# EXERCISE GOAL
Swap "instance" for "occurrence" everywhere in the records below, keeping all other text the same, and leave out the pictures.

Rows from a dataset:

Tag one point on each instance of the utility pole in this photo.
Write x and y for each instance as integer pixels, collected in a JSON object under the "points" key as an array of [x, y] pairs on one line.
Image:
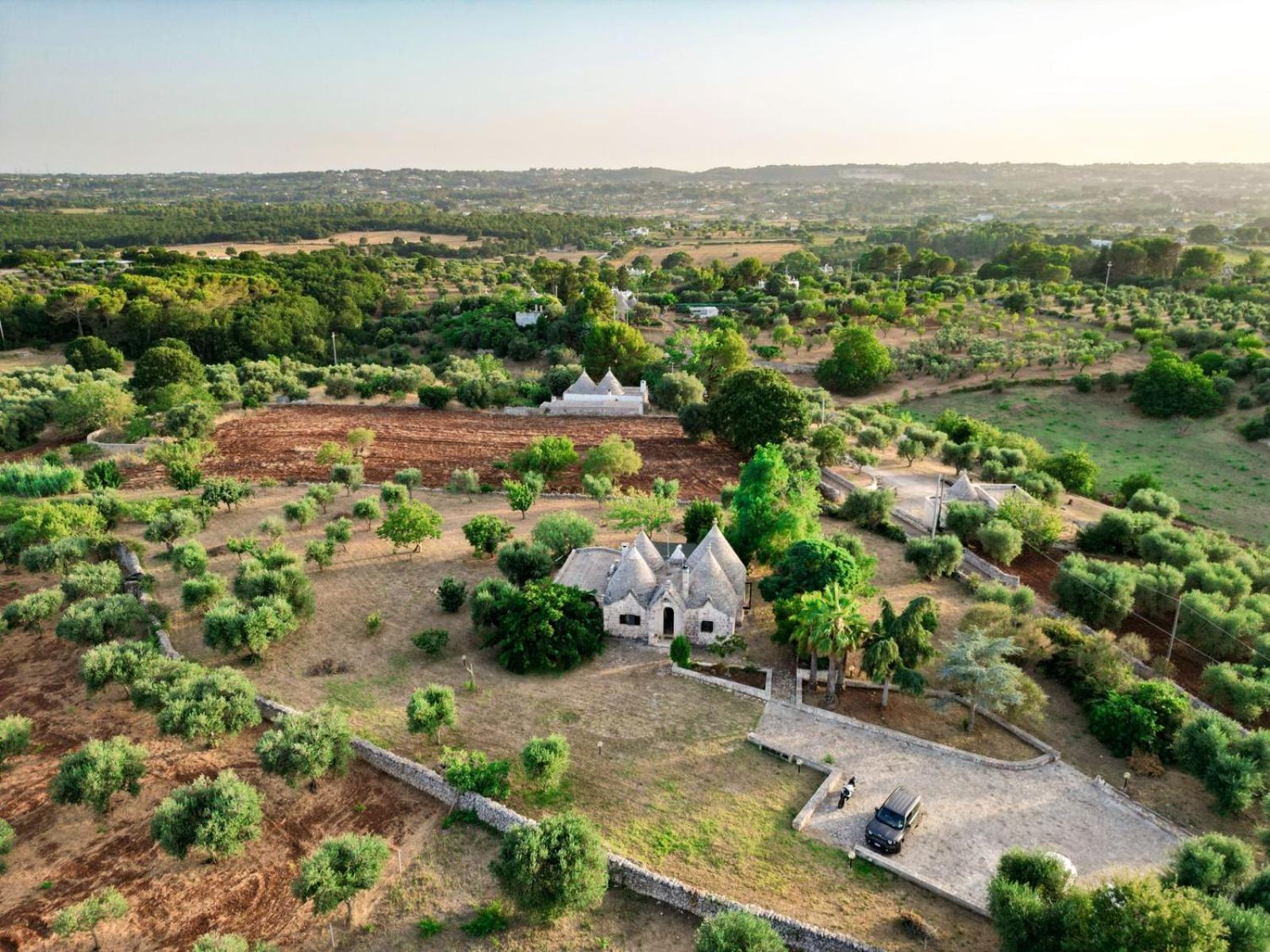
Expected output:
{"points": [[1172, 635], [939, 505]]}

# SOLUTION TO THIS TASK
Tag one point on each occurrence of the utility pole in this photo.
Write x and y for each occurrence as integer pixels, collected in a JSON object under the "points" key as an array of [x, y] pairs on one line.
Image:
Expected output:
{"points": [[1172, 635], [939, 505]]}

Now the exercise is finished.